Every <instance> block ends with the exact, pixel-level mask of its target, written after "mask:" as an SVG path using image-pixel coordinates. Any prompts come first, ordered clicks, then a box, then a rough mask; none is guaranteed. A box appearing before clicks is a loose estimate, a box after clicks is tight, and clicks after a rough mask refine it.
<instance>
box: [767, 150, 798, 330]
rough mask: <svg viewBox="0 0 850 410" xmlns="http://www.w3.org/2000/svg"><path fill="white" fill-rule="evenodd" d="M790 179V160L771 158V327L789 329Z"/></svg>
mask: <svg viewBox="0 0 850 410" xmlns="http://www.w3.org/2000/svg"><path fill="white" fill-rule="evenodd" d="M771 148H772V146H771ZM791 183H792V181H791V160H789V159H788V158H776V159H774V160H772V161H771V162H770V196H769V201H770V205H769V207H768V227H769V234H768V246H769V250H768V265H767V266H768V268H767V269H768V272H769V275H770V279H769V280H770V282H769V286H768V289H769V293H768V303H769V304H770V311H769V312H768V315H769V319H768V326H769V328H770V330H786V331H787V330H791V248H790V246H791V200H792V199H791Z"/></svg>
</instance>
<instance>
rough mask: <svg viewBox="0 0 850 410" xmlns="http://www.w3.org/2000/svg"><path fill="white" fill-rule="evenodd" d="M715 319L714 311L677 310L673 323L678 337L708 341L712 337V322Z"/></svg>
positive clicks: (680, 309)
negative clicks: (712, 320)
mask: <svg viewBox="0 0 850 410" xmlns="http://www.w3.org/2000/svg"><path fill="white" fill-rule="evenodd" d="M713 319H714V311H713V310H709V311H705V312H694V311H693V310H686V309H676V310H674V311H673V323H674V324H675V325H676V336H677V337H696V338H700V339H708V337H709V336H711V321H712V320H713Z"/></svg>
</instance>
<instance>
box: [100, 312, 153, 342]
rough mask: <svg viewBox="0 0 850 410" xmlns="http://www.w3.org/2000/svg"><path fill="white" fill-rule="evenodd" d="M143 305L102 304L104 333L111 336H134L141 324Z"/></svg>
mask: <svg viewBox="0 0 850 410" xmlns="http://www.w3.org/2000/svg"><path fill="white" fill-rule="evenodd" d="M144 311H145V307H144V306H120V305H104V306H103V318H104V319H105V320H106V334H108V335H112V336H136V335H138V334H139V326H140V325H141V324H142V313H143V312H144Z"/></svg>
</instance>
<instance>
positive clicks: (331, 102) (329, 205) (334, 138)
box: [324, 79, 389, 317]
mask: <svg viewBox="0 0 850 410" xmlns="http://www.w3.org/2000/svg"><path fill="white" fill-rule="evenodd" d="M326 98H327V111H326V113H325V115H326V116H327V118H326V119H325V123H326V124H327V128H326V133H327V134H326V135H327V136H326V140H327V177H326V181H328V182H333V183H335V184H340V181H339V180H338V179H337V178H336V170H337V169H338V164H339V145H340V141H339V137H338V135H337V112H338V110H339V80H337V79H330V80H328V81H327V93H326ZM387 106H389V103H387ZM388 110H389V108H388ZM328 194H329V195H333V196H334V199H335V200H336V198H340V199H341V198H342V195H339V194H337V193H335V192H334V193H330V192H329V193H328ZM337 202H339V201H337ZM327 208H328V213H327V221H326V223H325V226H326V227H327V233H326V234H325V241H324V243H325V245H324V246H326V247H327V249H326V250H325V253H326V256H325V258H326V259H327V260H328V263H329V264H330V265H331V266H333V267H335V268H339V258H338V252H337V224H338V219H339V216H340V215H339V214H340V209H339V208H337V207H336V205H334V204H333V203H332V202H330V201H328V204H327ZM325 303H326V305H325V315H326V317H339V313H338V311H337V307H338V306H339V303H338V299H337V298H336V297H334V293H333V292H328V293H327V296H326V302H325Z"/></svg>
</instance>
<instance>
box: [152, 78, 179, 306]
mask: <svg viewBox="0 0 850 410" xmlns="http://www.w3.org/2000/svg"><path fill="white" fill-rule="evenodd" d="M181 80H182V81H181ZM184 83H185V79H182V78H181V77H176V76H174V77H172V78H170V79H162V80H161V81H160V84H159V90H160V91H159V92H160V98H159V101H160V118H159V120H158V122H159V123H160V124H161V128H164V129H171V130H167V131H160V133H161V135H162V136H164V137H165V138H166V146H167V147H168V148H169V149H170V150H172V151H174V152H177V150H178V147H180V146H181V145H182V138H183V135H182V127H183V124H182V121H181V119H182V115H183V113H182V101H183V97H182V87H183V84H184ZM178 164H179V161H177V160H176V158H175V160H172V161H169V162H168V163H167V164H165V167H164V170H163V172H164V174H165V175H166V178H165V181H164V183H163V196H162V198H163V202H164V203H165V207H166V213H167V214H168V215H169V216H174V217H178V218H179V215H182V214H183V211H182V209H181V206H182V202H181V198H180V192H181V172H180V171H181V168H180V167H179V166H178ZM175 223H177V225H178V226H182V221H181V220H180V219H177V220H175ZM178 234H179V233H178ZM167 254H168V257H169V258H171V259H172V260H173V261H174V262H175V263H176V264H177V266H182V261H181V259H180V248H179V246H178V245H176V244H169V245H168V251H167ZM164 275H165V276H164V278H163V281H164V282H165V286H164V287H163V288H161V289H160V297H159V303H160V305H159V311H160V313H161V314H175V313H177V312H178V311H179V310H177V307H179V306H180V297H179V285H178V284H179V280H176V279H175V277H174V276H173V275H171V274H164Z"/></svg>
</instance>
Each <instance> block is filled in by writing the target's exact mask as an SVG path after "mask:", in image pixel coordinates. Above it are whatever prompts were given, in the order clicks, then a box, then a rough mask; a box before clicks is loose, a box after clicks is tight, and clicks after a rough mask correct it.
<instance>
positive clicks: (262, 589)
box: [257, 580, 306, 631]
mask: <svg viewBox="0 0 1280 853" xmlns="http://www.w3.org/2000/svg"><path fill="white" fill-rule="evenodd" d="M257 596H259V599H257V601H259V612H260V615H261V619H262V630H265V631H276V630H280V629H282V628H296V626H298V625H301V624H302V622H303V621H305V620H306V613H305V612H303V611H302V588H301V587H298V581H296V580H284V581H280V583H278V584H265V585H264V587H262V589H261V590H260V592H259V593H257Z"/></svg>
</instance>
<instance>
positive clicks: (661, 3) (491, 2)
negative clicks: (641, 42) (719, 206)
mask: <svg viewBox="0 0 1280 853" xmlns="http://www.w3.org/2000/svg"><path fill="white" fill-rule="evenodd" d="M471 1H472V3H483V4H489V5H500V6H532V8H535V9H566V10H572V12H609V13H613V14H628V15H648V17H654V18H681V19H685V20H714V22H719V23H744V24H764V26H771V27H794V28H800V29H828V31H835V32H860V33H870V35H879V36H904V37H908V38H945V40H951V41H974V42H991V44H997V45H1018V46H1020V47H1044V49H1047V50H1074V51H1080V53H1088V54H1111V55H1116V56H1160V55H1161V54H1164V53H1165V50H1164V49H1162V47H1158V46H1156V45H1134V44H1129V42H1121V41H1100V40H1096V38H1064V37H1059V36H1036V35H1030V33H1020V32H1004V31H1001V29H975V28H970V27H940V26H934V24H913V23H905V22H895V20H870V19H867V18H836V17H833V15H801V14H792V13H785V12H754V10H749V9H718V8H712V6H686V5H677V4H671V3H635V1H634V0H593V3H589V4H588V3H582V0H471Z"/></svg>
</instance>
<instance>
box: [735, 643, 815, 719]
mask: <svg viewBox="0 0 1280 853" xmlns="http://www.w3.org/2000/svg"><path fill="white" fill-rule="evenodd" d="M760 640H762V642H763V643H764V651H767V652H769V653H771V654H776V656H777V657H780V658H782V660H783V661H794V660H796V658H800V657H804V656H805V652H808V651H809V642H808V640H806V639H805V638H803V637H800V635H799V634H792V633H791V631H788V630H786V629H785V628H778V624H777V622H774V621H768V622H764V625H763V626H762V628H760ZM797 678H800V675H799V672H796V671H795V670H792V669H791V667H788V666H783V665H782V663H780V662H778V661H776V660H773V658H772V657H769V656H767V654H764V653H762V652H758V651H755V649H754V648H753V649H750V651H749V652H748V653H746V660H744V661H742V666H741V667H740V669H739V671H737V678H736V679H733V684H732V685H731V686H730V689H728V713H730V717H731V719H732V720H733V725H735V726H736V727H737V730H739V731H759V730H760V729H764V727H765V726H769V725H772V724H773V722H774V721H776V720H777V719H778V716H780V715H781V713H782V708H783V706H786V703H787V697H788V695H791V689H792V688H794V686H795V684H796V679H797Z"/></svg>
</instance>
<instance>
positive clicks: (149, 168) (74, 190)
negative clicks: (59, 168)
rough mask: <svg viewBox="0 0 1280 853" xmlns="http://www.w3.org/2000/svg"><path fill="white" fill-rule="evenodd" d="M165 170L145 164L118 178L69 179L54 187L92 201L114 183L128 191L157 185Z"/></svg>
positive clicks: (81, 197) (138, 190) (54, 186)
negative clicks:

☆ ☆ ☆ ☆

### THE TASK:
The expected answer is a copy of each line above containing "target".

### SOLUTION TO THE PROBLEM:
Every <instance> block ends with the exact, pixel-level mask of its target, written after "mask:" as an SVG path using image-pixel coordinates. Any prompts come first, ordered clicks, then a box, then a rough mask; none is guaranteed. A box appearing before clicks is a loose estimate, a box after clicks is tight, and clicks after a rough mask refine it.
Each <instance> block is filled in by writing the target's exact mask as an SVG path after "mask:", in image pixel coordinates. Above it are whatever prompts were given, in the order clicks, then a box, then a rough mask; a box before clicks is loose, a box after clicks is tight, and clicks after a rough mask correct it.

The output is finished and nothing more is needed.